What is expected ▸ Retype the MTGO dollar cost averaging article word for word, from "We have already" to "Dollar Cost Averaging.".

Quoted passage ▸
##########

MTGO Econ 101: Dollar Cost Averaging
Welcome to the MTGO Econ 101 series, brought to you by the Magic Online Society. The goal of these articles is to find a way for you to play MTGO without absolutely busting your budget, and maintain value in your collection.
We have already talked about how to build your MTGO collection for FREE, and those articles have been very successful. Today though, I wanted to bring you an article talking about something that is another strategy to build your collection, it's called Dollar Cost Averaging.
What is Dollar Cost Averaging?
For those who don’t know, Dollar Cost Averaging is a term mostly used in investing with the stock market. What it means is that every month, regardless of how the market is performing, you are investing the same amount of money into the stock market or in the case of MTGO, Bot credits. Over time, you will benefit from when the market is down and you will not benefit when the market is high. So with that plus and minus over time, you “average” a set amount of value.
This is the best way to build wealth long term in investments, and I strongly believe that it is the same with your MTGO collection. Your MTGO collection is private money that can be converted to public money if needed. You can sell your collection back to CardHoarder for real USD, which is a huge positive of the program compared to its counterpart in Arena. Whatever money you put into Arena, stays in Arena. This concept is also my biggest gripe with rental services, although they do wonders by allowing you to switch decks back and forth, the money you give to the rental service is gone to you, but if you purchased the cards, you retain the value of those cards. Something to keep in mind as we continue in this article series.

##########

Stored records
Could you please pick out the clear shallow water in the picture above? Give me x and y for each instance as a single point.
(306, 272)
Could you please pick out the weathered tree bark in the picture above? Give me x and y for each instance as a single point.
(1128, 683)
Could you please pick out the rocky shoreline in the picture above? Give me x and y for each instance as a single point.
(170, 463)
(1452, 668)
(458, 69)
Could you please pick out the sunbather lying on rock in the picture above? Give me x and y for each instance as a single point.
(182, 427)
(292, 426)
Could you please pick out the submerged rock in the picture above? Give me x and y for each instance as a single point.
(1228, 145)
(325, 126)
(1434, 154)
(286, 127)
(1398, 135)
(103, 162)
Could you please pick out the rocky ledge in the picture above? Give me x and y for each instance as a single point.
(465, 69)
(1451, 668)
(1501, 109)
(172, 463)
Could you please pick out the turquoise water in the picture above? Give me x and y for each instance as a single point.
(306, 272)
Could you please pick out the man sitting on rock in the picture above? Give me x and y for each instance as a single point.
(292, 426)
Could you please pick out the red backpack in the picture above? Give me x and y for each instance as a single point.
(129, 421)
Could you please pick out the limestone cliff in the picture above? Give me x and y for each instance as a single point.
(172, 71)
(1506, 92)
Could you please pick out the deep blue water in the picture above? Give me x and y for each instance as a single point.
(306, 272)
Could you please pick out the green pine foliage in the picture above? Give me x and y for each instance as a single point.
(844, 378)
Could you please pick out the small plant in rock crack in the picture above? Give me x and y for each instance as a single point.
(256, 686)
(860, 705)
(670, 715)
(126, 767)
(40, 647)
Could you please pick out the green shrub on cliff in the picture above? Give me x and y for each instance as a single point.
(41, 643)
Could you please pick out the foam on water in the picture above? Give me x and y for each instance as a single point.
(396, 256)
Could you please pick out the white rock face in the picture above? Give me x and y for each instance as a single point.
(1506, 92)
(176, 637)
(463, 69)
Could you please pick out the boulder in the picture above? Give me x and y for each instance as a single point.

##########

Response to the task ▸
We have already talked about how to build your MTGO collection for FREE, and those articles have been very successful. Today though, I wanted to bring you an article talking about something that is another strategy to build your collection, it's called Dollar Cost Averaging.